## Task set
a - Answer these questions about the jokes:
(i) According to the boss in the forest ranger joke, what does a badly mangled buck mean?
(ii) What movie does the advice on handling a one night stand say to put on?
(iii) In the manufacturing joke, who is said to have extra nuts?
b - Write what comes next in the jokes, continuing after "Kids: We're bored!"

## Extract
--

If someone bumps into you while you are wearing camouflage you have no one to blame but yourself.
date: i had fun tonight
me: me too
me: *mashes mouth against one cheek & slowly drags it across their whole face*
me: that’s how slugs kiss
Give a baker flours on your first date.
I work in manufacturing. A guy is downstairs adjusting a machine, and apparently someone brought him the wrong parts. I just heard him yell, “Your nuts are too small! Gary has some extra. Go grab his nuts!”
i think all men sincerely believe they could safely land a commercial airliner in an emergency situation with only air traffic control to walk them through it
*First day as a forest ranger*
Me: *using radio* I found a badly mangled buck out here
Boss: That means there’s a bear nearby
Me: Yep *narrows eyes* and it hates money
Accidentally went to Rouge One instead of Rogue One. Boy is my face red.
I bet that if you cooked the entire Earth in a giant microwave, it would somehow come out cold in the middle.
How to handle a one night stand the next morning:
1. Put on Titanic
2. He’s gone, that’s it
Kids: We’re bored!

--

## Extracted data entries

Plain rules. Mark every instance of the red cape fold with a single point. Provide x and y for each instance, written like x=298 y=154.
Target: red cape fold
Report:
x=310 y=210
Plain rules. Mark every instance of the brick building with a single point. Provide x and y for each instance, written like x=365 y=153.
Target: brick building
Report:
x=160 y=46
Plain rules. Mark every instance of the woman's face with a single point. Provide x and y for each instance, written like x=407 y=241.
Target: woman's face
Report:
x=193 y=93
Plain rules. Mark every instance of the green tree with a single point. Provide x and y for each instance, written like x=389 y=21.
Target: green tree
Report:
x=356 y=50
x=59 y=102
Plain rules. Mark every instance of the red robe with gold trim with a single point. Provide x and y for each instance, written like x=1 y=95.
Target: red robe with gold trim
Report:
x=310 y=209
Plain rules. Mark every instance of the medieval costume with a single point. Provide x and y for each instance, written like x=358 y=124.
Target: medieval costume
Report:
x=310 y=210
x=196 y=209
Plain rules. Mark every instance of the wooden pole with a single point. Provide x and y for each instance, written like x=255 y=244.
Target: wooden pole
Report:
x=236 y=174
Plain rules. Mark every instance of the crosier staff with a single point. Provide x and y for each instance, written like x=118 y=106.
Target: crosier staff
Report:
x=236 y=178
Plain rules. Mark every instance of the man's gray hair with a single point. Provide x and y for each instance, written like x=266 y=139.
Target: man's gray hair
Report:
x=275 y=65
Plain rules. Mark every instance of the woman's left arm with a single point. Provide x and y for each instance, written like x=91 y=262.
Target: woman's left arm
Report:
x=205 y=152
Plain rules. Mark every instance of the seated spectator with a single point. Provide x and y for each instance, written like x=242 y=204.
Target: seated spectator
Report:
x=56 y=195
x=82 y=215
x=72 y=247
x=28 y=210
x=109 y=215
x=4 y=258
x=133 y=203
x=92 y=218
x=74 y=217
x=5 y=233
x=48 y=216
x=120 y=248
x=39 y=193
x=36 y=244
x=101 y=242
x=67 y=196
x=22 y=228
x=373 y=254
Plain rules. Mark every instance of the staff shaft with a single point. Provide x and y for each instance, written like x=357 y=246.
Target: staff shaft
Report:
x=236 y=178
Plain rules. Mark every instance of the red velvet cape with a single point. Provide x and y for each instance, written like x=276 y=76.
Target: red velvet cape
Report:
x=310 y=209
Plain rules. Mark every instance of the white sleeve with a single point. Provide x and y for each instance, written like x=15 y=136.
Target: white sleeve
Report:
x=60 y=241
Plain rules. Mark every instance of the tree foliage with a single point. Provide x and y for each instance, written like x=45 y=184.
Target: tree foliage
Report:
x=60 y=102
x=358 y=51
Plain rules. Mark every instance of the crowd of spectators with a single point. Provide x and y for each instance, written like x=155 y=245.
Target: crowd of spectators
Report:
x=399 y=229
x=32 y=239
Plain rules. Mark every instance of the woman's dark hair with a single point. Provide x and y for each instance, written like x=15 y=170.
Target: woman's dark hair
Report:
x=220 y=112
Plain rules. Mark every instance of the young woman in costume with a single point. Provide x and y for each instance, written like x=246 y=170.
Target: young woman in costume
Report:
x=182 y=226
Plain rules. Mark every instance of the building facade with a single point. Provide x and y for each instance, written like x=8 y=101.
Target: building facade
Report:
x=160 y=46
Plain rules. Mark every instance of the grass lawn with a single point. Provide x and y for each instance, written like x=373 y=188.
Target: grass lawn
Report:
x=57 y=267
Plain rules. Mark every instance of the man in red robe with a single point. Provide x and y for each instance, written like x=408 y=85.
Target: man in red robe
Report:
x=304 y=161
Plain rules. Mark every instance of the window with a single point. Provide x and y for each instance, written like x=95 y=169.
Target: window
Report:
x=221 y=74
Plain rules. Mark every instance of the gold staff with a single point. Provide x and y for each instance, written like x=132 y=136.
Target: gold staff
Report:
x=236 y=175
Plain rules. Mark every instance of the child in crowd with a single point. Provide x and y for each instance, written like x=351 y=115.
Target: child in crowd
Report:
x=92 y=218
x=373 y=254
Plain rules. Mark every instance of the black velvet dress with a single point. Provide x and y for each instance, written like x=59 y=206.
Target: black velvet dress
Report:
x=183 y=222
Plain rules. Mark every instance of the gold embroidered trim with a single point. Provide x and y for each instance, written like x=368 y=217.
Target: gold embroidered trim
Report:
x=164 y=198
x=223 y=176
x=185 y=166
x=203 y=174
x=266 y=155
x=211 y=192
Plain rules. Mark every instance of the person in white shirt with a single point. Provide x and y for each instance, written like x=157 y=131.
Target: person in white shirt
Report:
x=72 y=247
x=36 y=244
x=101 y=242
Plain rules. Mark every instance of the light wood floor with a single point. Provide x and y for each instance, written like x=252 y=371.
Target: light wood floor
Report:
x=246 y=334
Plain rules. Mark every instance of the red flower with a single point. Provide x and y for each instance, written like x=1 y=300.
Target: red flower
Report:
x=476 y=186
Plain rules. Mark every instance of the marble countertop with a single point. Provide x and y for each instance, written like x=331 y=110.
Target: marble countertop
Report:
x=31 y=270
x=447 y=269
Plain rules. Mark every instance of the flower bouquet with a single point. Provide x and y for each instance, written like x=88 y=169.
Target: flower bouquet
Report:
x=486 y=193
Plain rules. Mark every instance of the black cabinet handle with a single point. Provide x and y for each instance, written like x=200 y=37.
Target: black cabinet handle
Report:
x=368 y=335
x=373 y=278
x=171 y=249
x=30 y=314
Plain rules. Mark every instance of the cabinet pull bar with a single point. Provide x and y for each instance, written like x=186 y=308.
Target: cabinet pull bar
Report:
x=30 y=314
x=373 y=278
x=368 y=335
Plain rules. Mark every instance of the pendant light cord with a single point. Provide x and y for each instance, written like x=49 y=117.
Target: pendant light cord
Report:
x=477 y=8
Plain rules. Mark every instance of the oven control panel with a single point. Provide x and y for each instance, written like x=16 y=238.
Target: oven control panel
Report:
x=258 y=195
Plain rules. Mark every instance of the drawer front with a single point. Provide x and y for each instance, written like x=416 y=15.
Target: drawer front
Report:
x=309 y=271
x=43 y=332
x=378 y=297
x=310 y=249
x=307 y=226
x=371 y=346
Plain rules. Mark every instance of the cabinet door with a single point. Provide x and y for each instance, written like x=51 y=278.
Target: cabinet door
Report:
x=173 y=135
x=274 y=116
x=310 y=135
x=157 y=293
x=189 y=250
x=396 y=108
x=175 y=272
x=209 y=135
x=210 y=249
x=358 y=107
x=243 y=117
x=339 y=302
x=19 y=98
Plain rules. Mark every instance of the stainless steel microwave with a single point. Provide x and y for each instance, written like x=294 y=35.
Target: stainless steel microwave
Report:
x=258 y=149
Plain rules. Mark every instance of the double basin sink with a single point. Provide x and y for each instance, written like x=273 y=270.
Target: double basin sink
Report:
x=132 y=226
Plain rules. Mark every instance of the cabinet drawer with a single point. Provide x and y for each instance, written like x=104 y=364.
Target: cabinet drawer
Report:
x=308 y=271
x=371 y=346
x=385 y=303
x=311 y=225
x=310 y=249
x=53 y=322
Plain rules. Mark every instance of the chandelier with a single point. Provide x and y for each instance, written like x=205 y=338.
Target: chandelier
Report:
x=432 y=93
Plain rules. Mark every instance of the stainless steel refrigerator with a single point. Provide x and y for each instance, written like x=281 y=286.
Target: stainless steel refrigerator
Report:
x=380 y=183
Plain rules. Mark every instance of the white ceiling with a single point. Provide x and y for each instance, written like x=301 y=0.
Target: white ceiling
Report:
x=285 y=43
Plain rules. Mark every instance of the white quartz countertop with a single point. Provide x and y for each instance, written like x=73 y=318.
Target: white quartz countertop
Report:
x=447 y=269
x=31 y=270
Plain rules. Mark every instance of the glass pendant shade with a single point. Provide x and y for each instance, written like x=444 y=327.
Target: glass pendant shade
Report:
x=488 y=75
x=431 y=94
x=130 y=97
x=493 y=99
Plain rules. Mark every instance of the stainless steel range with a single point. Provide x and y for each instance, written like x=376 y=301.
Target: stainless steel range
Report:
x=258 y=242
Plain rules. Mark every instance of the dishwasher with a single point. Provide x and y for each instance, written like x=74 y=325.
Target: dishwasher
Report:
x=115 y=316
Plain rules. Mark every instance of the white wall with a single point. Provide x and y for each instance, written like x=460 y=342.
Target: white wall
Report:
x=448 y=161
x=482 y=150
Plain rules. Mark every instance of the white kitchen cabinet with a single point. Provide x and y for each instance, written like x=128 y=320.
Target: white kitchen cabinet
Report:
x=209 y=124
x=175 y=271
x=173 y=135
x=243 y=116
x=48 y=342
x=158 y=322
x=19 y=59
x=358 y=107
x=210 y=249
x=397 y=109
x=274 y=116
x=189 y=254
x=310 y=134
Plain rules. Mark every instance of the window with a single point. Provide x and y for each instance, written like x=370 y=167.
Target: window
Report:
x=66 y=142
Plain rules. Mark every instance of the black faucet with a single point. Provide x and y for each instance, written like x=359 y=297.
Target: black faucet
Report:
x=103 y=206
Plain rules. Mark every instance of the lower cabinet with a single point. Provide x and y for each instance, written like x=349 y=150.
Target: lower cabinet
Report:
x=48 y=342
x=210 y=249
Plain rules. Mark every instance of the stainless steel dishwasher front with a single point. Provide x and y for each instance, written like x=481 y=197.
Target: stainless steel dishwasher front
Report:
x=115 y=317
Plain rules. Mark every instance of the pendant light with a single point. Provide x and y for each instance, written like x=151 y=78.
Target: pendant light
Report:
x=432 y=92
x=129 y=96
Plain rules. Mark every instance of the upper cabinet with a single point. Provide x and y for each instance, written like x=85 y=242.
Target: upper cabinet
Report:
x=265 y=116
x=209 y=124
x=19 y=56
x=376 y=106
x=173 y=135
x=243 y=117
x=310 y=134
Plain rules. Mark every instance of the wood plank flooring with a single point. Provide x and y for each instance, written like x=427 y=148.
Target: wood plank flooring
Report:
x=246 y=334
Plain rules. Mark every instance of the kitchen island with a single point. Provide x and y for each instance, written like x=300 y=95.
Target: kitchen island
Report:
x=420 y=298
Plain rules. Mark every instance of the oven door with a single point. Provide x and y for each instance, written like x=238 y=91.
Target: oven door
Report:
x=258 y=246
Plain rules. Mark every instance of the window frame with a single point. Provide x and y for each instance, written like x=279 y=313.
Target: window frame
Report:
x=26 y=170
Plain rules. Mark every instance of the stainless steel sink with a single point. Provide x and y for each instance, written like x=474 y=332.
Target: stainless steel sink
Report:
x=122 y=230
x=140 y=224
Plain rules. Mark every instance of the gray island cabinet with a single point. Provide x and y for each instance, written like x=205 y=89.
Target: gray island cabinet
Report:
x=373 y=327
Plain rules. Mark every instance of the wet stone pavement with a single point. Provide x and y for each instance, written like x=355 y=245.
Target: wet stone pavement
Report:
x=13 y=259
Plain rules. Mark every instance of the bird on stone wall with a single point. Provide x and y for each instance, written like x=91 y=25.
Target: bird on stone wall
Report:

--

## Responses to the exercise
a -
(i) There's a bear nearby.
(ii) Titanic.
(iii) Gary.

b -
Me: Why don’t you go play Uno and then fight when someone loses?
me: if dracula bit jesus would he get drunk
priest: i’m going to have to check with the vatican and get back to you
I’m here because I’ve been in therapy for 6 years, and all I do there is lie.
*at casino*
When he hands you $100 and asks you to go get chips, do not ask him Doritos or Lays. Get both.
It will leave him speechless.
I think Jesus would have killed it at water skiing
Told my daughter it’s against the law to play April Fool’s Day pranks on parents so everyone back me up on this
I wish I had half the determination and persistence of Adobe reader updater.
When I told my parents over the phone that my husband has the flu, my dad said “Have you tried euthanasia?” and in the background my mom yelled “For the last time, it’s echinacea!”
My body is a temple, please leave pizza and tacos at the altar.
I used to have poor judgement before Twitter, now I have poorer judgment
*at the pet shop*
Me: Can I buy a goldfish?
Seller: Do you want an aquarium?
Me: I don’t care what star sign it is.
Please send yard fairy. Or a genie. Or your firstborn. Anyone that will cut grass will do
When you’re in the hospital on morphine, a fun game to play is “were my eyes closed for 20 seconds or 2 hours”
Bouncer: ID please
Me: I got socks for Christmas
Bouncer: …okay
Me: and I’m genuinely happy about it
Bouncer: so sorry come on in
This girl told me that eating a cake is the best way to calm you down.
I bet she never tried smashing it over someone’s face.
While everyone is busy complaining about their tweets being stolen & put on Facebook, I’ve quietly become the funniest person on MySpace!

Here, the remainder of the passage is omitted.